----- Provided entries

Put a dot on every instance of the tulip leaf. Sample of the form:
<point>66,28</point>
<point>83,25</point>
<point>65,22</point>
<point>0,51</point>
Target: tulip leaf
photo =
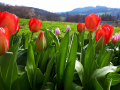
<point>82,57</point>
<point>24,82</point>
<point>30,65</point>
<point>4,64</point>
<point>48,70</point>
<point>96,85</point>
<point>62,57</point>
<point>12,68</point>
<point>22,57</point>
<point>39,77</point>
<point>25,43</point>
<point>103,71</point>
<point>101,55</point>
<point>70,67</point>
<point>2,85</point>
<point>44,60</point>
<point>107,59</point>
<point>89,61</point>
<point>21,69</point>
<point>16,85</point>
<point>76,87</point>
<point>47,37</point>
<point>115,78</point>
<point>80,70</point>
<point>11,49</point>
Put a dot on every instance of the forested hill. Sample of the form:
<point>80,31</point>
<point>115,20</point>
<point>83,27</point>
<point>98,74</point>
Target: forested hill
<point>96,10</point>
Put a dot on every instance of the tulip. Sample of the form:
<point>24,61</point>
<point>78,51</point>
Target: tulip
<point>91,22</point>
<point>34,25</point>
<point>57,31</point>
<point>67,28</point>
<point>115,38</point>
<point>40,42</point>
<point>80,27</point>
<point>116,34</point>
<point>18,27</point>
<point>10,21</point>
<point>106,31</point>
<point>4,40</point>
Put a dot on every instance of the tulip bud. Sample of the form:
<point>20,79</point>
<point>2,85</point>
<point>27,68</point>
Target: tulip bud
<point>4,39</point>
<point>40,42</point>
<point>67,28</point>
<point>57,31</point>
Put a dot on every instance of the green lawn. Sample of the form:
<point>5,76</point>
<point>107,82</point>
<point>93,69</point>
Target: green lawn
<point>47,24</point>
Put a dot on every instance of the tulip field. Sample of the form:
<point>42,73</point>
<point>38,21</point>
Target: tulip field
<point>54,24</point>
<point>48,55</point>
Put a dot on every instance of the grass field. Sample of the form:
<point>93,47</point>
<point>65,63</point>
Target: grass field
<point>47,24</point>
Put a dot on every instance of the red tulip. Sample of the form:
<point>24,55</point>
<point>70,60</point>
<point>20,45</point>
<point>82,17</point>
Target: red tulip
<point>34,25</point>
<point>80,27</point>
<point>4,40</point>
<point>40,42</point>
<point>18,27</point>
<point>92,21</point>
<point>106,31</point>
<point>10,21</point>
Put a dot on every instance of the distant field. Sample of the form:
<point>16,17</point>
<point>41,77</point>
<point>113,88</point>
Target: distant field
<point>47,24</point>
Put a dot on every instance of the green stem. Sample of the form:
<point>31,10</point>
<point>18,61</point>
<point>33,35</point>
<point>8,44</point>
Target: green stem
<point>31,37</point>
<point>35,71</point>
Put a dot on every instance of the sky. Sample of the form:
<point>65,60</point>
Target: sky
<point>62,5</point>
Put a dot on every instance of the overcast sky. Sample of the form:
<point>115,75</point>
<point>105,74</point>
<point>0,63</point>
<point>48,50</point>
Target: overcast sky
<point>62,5</point>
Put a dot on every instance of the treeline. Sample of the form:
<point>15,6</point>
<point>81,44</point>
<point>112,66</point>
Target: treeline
<point>81,18</point>
<point>108,17</point>
<point>20,11</point>
<point>29,12</point>
<point>75,18</point>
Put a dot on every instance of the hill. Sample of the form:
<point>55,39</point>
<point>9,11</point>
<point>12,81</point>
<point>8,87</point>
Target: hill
<point>96,10</point>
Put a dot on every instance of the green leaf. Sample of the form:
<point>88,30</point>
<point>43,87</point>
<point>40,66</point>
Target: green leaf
<point>47,37</point>
<point>16,85</point>
<point>96,85</point>
<point>89,61</point>
<point>82,57</point>
<point>21,69</point>
<point>2,85</point>
<point>48,70</point>
<point>109,84</point>
<point>101,55</point>
<point>107,59</point>
<point>62,57</point>
<point>24,82</point>
<point>76,87</point>
<point>70,67</point>
<point>44,60</point>
<point>4,64</point>
<point>49,86</point>
<point>12,48</point>
<point>103,71</point>
<point>30,64</point>
<point>115,78</point>
<point>80,70</point>
<point>12,69</point>
<point>39,77</point>
<point>25,44</point>
<point>22,57</point>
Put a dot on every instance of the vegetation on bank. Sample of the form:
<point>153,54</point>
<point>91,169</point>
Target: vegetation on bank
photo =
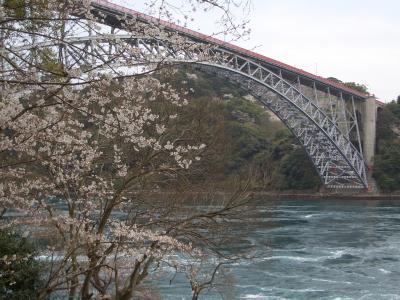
<point>19,271</point>
<point>244,140</point>
<point>387,158</point>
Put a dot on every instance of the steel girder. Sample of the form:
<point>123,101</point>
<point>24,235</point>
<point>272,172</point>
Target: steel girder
<point>337,161</point>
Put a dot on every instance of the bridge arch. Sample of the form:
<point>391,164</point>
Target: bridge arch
<point>337,161</point>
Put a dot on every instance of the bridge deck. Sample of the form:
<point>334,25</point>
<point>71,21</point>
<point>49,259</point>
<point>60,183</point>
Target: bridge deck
<point>108,7</point>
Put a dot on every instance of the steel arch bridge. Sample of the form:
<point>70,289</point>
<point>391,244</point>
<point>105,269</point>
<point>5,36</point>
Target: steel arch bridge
<point>321,114</point>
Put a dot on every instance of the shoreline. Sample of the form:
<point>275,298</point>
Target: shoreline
<point>276,196</point>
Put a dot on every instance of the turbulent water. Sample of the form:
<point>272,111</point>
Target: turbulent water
<point>314,250</point>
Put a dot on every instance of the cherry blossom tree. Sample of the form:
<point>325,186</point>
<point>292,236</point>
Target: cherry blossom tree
<point>80,143</point>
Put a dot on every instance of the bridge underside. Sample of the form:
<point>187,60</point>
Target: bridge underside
<point>324,121</point>
<point>334,171</point>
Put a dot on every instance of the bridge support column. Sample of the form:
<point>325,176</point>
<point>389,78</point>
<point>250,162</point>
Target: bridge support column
<point>369,129</point>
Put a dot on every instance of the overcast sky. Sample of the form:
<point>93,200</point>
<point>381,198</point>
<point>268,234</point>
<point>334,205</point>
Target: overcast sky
<point>352,40</point>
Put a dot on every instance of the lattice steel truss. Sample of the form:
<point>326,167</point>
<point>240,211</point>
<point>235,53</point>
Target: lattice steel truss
<point>324,123</point>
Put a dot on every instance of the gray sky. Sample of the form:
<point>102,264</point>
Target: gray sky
<point>353,40</point>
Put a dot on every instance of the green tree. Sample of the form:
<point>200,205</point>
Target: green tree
<point>20,272</point>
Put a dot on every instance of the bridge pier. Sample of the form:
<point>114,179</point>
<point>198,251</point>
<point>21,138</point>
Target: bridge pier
<point>369,116</point>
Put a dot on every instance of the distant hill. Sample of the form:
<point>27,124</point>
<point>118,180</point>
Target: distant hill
<point>244,140</point>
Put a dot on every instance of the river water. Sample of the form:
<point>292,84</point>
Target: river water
<point>313,250</point>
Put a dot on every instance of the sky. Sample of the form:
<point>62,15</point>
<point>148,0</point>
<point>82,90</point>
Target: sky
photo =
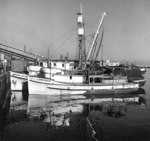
<point>42,25</point>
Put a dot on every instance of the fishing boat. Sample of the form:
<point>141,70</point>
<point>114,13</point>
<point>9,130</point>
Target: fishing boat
<point>83,81</point>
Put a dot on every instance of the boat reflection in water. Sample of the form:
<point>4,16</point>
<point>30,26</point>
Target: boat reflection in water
<point>57,110</point>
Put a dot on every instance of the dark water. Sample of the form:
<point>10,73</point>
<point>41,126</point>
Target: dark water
<point>108,117</point>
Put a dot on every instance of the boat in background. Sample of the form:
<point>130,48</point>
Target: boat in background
<point>18,81</point>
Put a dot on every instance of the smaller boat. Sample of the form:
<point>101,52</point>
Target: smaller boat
<point>18,81</point>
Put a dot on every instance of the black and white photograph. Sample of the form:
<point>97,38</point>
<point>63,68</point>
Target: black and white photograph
<point>74,70</point>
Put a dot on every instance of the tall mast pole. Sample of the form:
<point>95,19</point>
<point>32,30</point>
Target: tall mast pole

----------

About this exercise:
Once the line with "Target: distant hill" is found in the data above, reproduce it and each line after it exactly, through the line with "Put a dot on every instance of the fishing". Omit the pictures.

Answer below:
Target: distant hill
<point>244,140</point>
Put a dot on every instance of the river water. Sample of the form:
<point>292,84</point>
Target: river water
<point>313,250</point>
Put a dot on every instance of the sky. Sample of the form:
<point>62,15</point>
<point>148,0</point>
<point>82,90</point>
Target: sky
photo =
<point>42,25</point>
Put a dot on every instance of the fishing boat. Sample of the form:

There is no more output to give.